## Exercise details
Quote the review of The Driver below in full, word for word.

## Source excerpt
▽
I’m a sucker for 70s crime flicks. Especially the sort of stripped down mano y mano pulps that boil away the fat and flash and pit seriously flawed anti-heroes against each other in contests of wills and personal philosophies, not to mention fists & bullets. Walter Hill’s The Driver is just such an exercise & a damn fine one at that. Released on DVD a couple weeks ago, I picked up a copy based on a brief blurb in the NY Times. An AMG reviewer summarized the film as an excuse for a string of dazzling car chases, but there’s actually a lot going on between the pivotal and bracing action sequences.
The set-up is simple and centers on two adversarial archetypes played by Ryan O’Neal and Bruce Dern, criminal and police detective respectively. A small crew of decent characters actors that includes Ronee Blakley and Rudy Ramos rounds out the cast and gives the film even grittier flavor. Sets and locations go a long way in this regard too, roping in various dive bars and blighted urban streets to embellish ennui reflected in the leads’ empty, single-minded lives. The soundtrack is great too, mixing minimalist John Carpenter-style synths and percussion, with snatches of electric Milesian trumpet, twangy guitar, and moody swells by strings. Lastly there’s the grainy 70s film stock and a series of inventively-vantaged long shots that puts the finishing stamp of nouveau noir on the project.
Hill excises whole chunks of extraneous exposition. Footage of busts and robbery planning are either casualties of the cutting room floor or weren’t outlined in the script to begin with. Their absence leaves a lean, pragmatic narrative that wastes little and is reminiscent of the best hardboiled prose. The shaven ballast also gives the film a streak of unpredictability so sorely lacking in at many of today’s multiplexes. It’s a basic point A to point B story with an outcome that appears inexorable. But it still manages to twist and detour into unexpected territory to the degree that I found myself hooting & hollering in approval on several occasions.
△
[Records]
▽
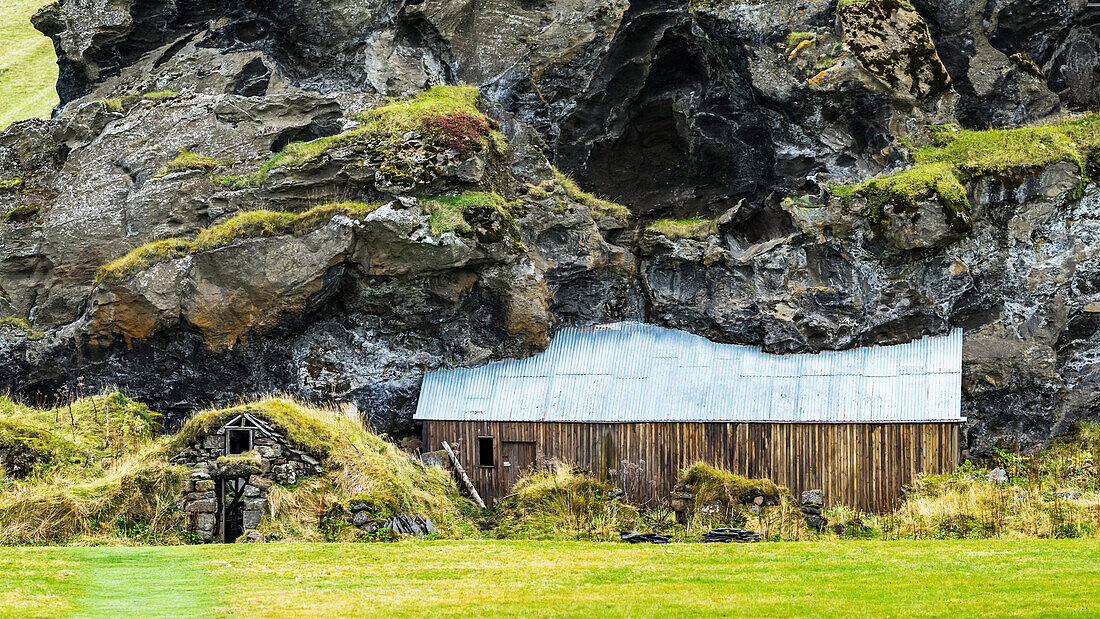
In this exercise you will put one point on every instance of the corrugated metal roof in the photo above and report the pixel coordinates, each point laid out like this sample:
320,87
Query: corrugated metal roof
634,372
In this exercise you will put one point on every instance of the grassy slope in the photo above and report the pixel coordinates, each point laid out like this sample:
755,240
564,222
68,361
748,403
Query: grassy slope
28,64
990,577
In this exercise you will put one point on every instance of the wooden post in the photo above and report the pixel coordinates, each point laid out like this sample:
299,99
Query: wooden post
462,473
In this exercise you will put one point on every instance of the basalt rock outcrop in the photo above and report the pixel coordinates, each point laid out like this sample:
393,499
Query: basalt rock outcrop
179,117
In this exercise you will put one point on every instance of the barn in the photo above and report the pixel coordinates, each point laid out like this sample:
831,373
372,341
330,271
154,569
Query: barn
636,402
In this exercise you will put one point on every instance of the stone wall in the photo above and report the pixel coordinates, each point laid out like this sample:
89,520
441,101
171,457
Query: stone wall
273,460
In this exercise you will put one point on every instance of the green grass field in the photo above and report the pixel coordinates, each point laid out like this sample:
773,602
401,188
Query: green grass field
956,578
28,64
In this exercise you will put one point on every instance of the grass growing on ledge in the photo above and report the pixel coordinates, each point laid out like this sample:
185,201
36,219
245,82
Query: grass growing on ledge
675,229
142,257
252,224
21,212
1013,150
888,4
559,503
24,325
430,112
187,159
600,207
448,214
956,155
795,37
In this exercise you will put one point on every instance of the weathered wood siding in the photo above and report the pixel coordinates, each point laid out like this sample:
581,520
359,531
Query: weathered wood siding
860,465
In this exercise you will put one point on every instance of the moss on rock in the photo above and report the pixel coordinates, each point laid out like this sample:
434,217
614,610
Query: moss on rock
957,155
251,224
22,324
598,207
692,228
447,114
187,159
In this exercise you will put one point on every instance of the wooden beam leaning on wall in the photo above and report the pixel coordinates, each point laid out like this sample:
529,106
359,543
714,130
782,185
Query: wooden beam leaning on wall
462,474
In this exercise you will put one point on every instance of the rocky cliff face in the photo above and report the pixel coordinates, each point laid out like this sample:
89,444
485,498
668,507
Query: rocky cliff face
216,210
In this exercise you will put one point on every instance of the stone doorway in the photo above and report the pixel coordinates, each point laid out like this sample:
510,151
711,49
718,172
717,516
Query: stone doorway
232,508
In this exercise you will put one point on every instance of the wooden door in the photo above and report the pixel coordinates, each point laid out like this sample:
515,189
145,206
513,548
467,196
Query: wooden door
517,459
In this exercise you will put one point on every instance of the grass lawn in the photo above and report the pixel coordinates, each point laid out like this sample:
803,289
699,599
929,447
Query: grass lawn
28,64
871,578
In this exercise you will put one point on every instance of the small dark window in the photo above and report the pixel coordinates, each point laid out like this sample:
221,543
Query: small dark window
240,441
485,451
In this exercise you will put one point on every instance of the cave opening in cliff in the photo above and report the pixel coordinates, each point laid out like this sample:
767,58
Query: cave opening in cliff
677,134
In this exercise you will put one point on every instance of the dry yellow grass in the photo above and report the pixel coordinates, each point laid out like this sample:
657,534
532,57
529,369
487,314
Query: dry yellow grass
28,65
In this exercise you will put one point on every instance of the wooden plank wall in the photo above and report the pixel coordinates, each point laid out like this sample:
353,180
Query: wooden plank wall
860,465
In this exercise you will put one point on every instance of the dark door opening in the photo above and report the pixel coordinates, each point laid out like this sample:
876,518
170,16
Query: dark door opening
238,441
232,508
485,456
518,460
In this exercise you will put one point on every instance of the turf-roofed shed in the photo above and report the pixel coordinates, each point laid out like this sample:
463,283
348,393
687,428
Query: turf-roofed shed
237,454
636,404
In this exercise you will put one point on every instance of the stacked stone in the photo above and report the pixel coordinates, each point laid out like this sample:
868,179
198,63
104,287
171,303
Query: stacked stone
408,524
276,462
277,459
200,505
811,509
255,500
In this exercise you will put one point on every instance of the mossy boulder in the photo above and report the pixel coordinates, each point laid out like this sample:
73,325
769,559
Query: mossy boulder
26,448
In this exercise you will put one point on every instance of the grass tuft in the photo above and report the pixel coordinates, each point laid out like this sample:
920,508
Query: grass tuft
24,325
251,224
187,159
674,229
447,113
598,207
957,155
561,503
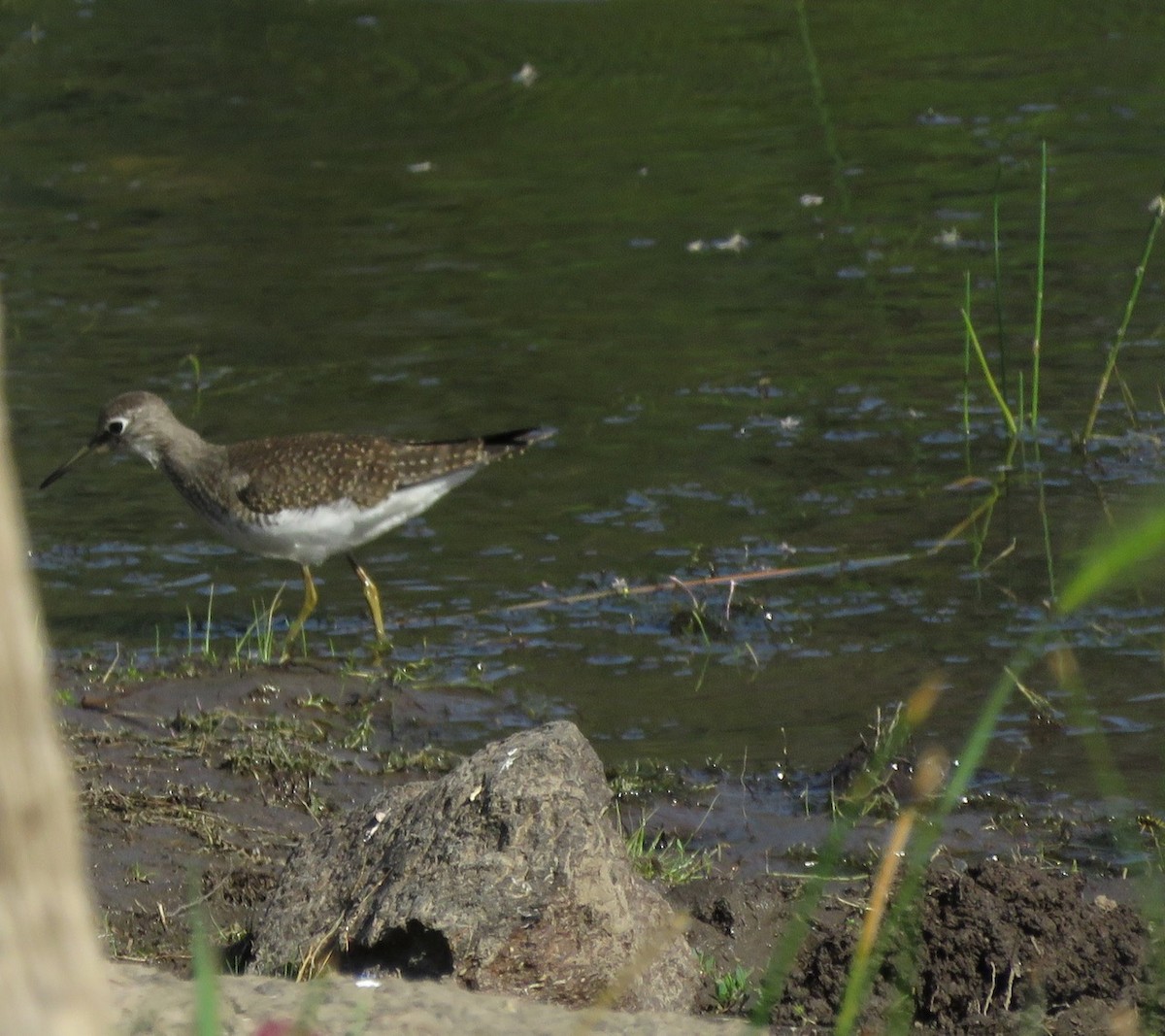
△
## Response for this exercise
I’m a sucker for 70s crime flicks. Especially the sort of stripped down mano y mano pulps that boil away the fat and flash and pit seriously flawed anti-heroes against each other in contests of wills and personal philosophies, not to mention fists & bullets. Walter Hill’s The Driver is just such an exercise & a damn fine one at that. Released on DVD a couple weeks ago, I picked up a copy based on a brief blurb in the NY Times. An AMG reviewer summarized the film as an excuse for a string of dazzling car chases, but there’s actually a lot going on between the pivotal and bracing action sequences.
The set-up is simple and centers on two adversarial archetypes played by Ryan O’Neal and Bruce Dern, criminal and police detective respectively. A small crew of decent characters actors that includes Ronee Blakley and Rudy Ramos rounds out the cast and gives the film even grittier flavor. Sets and locations go a long way in this regard too, roping in various dive bars and blighted urban streets to embellish ennui reflected in the leads’ empty, single-minded lives. The soundtrack is great too, mixing minimalist John Carpenter-style synths and percussion, with snatches of electric Milesian trumpet, twangy guitar, and moody swells by strings. Lastly there’s the grainy 70s film stock and a series of inventively-vantaged long shots that puts the finishing stamp of nouveau noir on the project.
Hill excises whole chunks of extraneous exposition. Footage of busts and robbery planning are either casualties of the cutting room floor or weren’t outlined in the script to begin with. Their absence leaves a lean, pragmatic narrative that wastes little and is reminiscent of the best hardboiled prose. The shaven ballast also gives the film a streak of unpredictability so sorely lacking in at many of today’s multiplexes. It’s a basic point A to point B story with an outcome that appears inexorable. But it still manages to twist and detour into unexpected territory to the degree that I found myself hooting & hollering in approval on several occasions.